__Problem to work on__. Everything from the line holding "Guideline: the keypoint for each instance of the navy" through the last line below must be repeated exactly, and nothing else.

__Material supplied__.
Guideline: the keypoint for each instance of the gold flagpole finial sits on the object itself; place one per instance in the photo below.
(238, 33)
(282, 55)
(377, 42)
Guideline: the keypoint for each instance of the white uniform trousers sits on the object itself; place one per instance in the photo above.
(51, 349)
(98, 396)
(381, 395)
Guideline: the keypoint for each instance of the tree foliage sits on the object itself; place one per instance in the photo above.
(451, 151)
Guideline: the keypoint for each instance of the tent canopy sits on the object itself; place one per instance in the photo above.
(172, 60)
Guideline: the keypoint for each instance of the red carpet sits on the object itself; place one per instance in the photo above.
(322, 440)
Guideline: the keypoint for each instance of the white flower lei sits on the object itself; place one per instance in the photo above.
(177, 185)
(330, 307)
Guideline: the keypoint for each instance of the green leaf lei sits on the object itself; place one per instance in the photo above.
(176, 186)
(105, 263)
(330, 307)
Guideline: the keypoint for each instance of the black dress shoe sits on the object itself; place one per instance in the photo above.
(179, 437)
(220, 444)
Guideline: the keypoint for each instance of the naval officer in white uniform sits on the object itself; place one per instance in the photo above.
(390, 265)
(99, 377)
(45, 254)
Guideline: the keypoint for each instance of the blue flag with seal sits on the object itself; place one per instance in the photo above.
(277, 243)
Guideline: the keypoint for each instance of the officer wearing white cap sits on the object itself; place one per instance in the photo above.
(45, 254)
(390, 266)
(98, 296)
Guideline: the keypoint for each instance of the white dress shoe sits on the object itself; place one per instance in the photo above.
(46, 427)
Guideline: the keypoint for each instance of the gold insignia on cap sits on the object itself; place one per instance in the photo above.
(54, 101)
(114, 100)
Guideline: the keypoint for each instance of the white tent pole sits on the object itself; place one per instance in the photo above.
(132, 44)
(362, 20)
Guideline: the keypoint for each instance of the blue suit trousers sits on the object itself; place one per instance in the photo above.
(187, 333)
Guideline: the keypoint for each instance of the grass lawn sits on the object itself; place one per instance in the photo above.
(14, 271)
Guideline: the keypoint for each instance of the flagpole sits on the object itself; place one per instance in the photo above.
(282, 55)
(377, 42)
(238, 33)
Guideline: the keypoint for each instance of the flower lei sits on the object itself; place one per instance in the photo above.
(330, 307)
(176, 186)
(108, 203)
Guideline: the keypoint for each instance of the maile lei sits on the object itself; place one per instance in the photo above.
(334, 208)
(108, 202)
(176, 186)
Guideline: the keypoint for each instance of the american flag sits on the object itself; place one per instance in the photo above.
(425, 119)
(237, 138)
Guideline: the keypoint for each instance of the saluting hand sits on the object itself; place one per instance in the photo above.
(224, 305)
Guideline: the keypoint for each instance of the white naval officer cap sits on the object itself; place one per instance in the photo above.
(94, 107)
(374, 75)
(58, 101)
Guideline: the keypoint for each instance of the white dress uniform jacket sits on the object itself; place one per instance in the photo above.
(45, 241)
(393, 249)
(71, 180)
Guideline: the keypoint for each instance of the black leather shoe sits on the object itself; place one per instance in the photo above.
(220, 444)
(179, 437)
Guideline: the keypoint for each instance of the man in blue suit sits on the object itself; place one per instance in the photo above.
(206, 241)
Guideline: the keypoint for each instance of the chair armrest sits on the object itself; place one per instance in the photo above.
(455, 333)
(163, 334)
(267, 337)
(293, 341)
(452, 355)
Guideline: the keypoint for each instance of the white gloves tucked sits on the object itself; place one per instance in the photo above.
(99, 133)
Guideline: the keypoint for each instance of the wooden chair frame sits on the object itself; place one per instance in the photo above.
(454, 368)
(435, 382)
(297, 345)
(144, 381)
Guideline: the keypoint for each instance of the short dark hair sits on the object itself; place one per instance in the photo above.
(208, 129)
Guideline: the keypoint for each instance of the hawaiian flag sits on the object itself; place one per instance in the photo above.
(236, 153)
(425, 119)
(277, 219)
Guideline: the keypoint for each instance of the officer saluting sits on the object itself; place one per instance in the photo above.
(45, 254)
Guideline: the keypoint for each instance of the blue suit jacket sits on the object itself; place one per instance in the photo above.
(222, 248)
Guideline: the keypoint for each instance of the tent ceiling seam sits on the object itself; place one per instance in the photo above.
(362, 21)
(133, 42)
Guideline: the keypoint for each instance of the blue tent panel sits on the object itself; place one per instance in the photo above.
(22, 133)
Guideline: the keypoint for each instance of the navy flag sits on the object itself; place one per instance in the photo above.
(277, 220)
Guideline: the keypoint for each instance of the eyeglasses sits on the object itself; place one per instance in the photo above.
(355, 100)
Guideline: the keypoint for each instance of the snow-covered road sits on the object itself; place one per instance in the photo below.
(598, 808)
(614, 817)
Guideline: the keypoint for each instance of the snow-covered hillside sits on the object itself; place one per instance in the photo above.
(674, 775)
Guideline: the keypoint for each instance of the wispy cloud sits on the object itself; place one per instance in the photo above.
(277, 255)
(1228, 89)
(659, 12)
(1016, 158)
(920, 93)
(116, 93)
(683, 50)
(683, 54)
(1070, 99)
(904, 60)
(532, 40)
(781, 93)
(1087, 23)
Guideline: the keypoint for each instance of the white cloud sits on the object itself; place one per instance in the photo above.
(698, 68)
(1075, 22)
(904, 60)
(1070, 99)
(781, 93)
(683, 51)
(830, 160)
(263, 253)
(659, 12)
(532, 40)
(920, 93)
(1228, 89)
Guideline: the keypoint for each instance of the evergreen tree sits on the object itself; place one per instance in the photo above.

__Answer for the task__.
Guideline: the keypoint for each instance of the navy flag sits on the object itself; place one per instance in the photo above.
(277, 220)
Guideline: the keypoint for each instance of the eyeglasses sits on the object itself; place one per instance in the photo above.
(355, 100)
Guideline: the keypoint for each instance of the snow-covered road sits on the object itself; place one per instance in the photo below.
(598, 808)
(614, 817)
Guideline: the keypoint for each instance of the snow-covered hillside sits on the object itself; place one per instance in the photo above.
(674, 775)
Guideline: the keypoint for each instance of the wispy cloud sits on the object itself; place one per instance in the photo above.
(277, 255)
(1228, 89)
(659, 12)
(1016, 158)
(920, 93)
(116, 93)
(683, 50)
(683, 54)
(1070, 99)
(904, 60)
(532, 40)
(781, 93)
(1087, 23)
Guideline: the keypoint for each instance of the white cloud sits on the object itself; place one per instance in the photo above.
(698, 68)
(1075, 22)
(904, 60)
(1070, 99)
(781, 93)
(683, 51)
(830, 160)
(263, 253)
(659, 12)
(532, 40)
(920, 93)
(1228, 89)
Guideline: the keypoint for each instance of the evergreen tree sits on the object itself; place one per instance in the photo above.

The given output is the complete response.